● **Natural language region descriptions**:
_____

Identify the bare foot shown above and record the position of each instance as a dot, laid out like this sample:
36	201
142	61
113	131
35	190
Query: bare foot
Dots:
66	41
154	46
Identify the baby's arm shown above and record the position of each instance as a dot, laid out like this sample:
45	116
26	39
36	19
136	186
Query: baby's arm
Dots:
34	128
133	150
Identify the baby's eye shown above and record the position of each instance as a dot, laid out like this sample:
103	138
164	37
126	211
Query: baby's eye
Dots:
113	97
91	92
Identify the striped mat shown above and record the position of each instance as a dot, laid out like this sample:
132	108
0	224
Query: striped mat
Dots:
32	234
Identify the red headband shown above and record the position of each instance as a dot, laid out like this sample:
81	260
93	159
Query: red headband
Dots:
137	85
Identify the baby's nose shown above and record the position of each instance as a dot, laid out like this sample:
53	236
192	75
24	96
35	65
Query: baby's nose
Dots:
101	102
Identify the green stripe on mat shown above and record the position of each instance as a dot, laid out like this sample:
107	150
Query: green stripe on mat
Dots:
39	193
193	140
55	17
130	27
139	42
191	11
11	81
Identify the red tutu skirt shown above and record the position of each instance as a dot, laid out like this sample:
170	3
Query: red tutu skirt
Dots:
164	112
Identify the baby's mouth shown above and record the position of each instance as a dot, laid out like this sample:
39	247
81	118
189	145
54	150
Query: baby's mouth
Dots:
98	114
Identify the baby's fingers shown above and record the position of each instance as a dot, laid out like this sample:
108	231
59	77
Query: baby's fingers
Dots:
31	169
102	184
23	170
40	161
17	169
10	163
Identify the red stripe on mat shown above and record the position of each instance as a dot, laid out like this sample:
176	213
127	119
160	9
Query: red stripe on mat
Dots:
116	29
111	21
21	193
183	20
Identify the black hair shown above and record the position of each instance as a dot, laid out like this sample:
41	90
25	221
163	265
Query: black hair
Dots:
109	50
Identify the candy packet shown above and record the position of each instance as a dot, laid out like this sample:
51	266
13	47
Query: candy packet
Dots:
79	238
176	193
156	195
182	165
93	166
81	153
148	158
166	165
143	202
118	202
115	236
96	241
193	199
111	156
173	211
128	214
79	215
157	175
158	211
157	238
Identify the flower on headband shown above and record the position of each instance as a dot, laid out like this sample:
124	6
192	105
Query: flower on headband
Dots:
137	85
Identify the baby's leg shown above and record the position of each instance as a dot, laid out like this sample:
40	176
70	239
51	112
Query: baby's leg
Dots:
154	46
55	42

_____

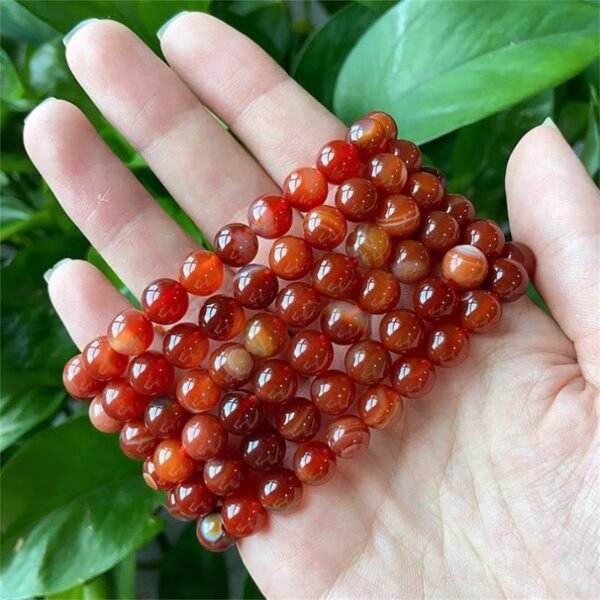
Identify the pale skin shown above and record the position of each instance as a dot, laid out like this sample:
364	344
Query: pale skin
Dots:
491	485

_____

Which lines hold the string "green"? Copy all of them from the data above.

● **Answer section**:
Identify the green stripe on mat shown above and record the position of each instance as a dot, laid out like this sample:
Query: green stripe on mat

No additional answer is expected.